Excerpts from a dataset:
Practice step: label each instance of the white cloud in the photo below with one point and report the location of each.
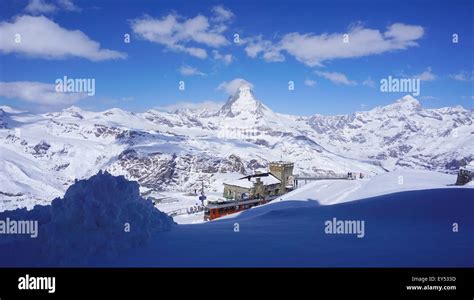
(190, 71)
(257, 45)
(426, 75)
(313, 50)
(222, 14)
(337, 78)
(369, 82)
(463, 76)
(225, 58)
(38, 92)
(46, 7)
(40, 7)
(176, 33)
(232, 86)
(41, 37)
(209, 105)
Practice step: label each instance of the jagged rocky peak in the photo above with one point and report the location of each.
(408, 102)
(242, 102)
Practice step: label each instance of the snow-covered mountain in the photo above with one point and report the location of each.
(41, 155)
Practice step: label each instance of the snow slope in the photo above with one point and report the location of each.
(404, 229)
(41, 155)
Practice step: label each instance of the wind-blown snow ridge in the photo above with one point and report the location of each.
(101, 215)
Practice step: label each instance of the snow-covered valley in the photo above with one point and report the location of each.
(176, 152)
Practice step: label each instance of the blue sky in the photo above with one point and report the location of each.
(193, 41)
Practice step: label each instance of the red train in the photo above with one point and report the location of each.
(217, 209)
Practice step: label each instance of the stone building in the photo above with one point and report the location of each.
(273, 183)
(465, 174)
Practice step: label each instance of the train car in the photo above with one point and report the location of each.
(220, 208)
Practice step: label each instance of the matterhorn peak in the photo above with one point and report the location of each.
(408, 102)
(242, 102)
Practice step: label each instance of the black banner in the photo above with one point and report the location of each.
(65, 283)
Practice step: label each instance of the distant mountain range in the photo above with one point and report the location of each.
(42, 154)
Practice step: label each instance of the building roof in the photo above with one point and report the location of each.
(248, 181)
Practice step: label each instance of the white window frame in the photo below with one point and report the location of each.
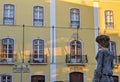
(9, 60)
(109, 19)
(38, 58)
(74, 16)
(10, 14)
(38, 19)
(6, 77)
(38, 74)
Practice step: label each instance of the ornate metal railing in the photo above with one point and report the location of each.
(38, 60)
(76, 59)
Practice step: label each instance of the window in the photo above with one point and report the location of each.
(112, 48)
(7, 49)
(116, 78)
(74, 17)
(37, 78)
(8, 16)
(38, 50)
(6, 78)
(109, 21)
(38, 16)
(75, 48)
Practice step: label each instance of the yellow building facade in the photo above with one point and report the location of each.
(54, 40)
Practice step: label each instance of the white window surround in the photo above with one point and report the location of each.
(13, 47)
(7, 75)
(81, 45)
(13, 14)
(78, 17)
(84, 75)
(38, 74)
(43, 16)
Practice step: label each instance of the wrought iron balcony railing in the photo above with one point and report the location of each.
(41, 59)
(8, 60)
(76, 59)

Requirement: All preceding records should be duplicated verbatim, images excepted.

Finished task:
Practice step: label each instance of the white cloud in the photo below with one point and report the location of each.
(190, 71)
(257, 45)
(426, 75)
(313, 50)
(222, 14)
(337, 78)
(369, 82)
(463, 76)
(225, 58)
(38, 92)
(46, 7)
(40, 7)
(176, 33)
(232, 86)
(41, 37)
(209, 105)
Practice step: label each instance of the jagged rocky peak in the photo above with one point and report the location of each.
(408, 102)
(242, 102)
Practice step: label each instance of the snow-covered mountain in the photo above with one point and report the location of each.
(41, 155)
Practice step: label each instance of the snow slope in the photo above with one point and report the location of each.
(404, 229)
(41, 155)
Practice step: label each instance of the wind-blown snow ridge in the photo above with one point and report the location of each.
(101, 215)
Practice step: label each instance of the snow-covered valley in the photo above with one point and report the location of each.
(176, 152)
Practice step: label each instance of the blue sky in the photo above with one point and report the location of each.
(193, 41)
Practice step: label each instance of the red train in the photo above with one point and report the location of each.
(217, 209)
Practice step: label each instance of the stone building in the photo above with one point and report the location of each.
(273, 183)
(465, 174)
Practice step: label each instance of the train car in the photo above with one point and report the location of each.
(220, 208)
Practice step: label each instance of the matterhorn peak in the photo above with one point and report the location of each.
(408, 102)
(242, 102)
Practice step: label each instance of the black banner in the photo above with one point and report the location of each.
(65, 283)
Practice step: label each instance of the distant mountain range in the photo above with one point and report the location of each.
(42, 154)
Practice step: label each instance of the building roof in the photo above with one point and report the location of each.
(248, 181)
Practice step: label each instance of the white window frame in the photo below with one point and report the location of each.
(9, 60)
(109, 19)
(38, 58)
(74, 16)
(10, 14)
(38, 19)
(6, 77)
(38, 74)
Practice step: label each instance of the ornate metal railing in the photo above with one point and report the location of each.
(38, 60)
(76, 59)
Practice step: label each instance of the window in the photo above with one point and report the location of each.
(112, 48)
(7, 49)
(116, 78)
(74, 17)
(37, 78)
(8, 16)
(38, 50)
(6, 78)
(109, 21)
(38, 16)
(75, 48)
Practice step: label each instance of the yellow building facade in the photo above with one point and report the location of each.
(54, 40)
Practice step: label each instance of the white window surround in the photo above with one point and report the location of each.
(13, 47)
(7, 75)
(81, 45)
(13, 14)
(78, 17)
(84, 75)
(38, 74)
(43, 16)
Practice step: label each instance of the wrought iron balcony railing in the photo above with one point and report the location of each.
(41, 59)
(8, 60)
(76, 59)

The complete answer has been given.